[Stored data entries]

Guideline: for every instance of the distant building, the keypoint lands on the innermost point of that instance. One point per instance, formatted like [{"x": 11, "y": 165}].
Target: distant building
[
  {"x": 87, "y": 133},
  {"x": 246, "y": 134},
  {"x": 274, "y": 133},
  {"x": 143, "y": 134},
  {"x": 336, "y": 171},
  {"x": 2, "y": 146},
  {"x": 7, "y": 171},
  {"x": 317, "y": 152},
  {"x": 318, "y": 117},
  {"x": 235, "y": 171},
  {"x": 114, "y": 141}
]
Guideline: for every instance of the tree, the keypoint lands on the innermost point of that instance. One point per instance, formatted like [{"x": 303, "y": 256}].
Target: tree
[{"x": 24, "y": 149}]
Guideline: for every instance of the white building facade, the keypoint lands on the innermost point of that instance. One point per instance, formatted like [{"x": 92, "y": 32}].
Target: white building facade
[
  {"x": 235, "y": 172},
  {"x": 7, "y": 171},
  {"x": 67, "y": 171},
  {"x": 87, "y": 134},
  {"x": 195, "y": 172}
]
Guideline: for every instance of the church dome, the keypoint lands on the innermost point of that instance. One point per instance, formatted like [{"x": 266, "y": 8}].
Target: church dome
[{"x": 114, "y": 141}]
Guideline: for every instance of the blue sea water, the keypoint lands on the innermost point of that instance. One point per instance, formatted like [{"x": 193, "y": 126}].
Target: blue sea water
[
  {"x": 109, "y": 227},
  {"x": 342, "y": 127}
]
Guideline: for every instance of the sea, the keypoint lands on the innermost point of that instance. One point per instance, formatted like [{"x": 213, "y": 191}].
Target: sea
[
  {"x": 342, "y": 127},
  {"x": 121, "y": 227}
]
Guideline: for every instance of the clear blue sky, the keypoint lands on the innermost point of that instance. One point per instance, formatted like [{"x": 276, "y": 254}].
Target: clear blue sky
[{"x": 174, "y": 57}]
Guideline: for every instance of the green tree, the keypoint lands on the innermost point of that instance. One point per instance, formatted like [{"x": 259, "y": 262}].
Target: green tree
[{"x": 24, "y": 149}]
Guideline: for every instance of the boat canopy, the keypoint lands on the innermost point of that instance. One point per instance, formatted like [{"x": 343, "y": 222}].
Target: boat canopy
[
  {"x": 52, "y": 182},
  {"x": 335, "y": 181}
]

_INSTRUCTIONS TO FOLLOW_: Exactly the lines from the one containing "Target: blue sea water" through the final line of the records must appear in your reply, and no others.

_TASK OUTPUT_:
Target: blue sea water
[
  {"x": 109, "y": 227},
  {"x": 342, "y": 127}
]
Guideline: for every instance of the sea, the keypoint lands on the innermost point of that instance. One point per instance, formatted like [{"x": 213, "y": 191}].
Target: sea
[
  {"x": 342, "y": 127},
  {"x": 121, "y": 227}
]
Guideline: for every instance of the clear blue sky, the keypoint lands on the innermost point of that instance. One point per instance, formatted like [{"x": 276, "y": 254}].
Target: clear blue sky
[{"x": 174, "y": 57}]
Guideline: for every instance of the green tree, the keypoint lands on the innermost point of that instance. One point per instance, formatted like [{"x": 259, "y": 262}].
Target: green tree
[{"x": 24, "y": 149}]
Guideline: for every instance of the boat canopy, the keypoint lands on the innermost point of that instance. One point per instance, formatted like [{"x": 343, "y": 222}].
Target: boat canopy
[
  {"x": 52, "y": 182},
  {"x": 335, "y": 181}
]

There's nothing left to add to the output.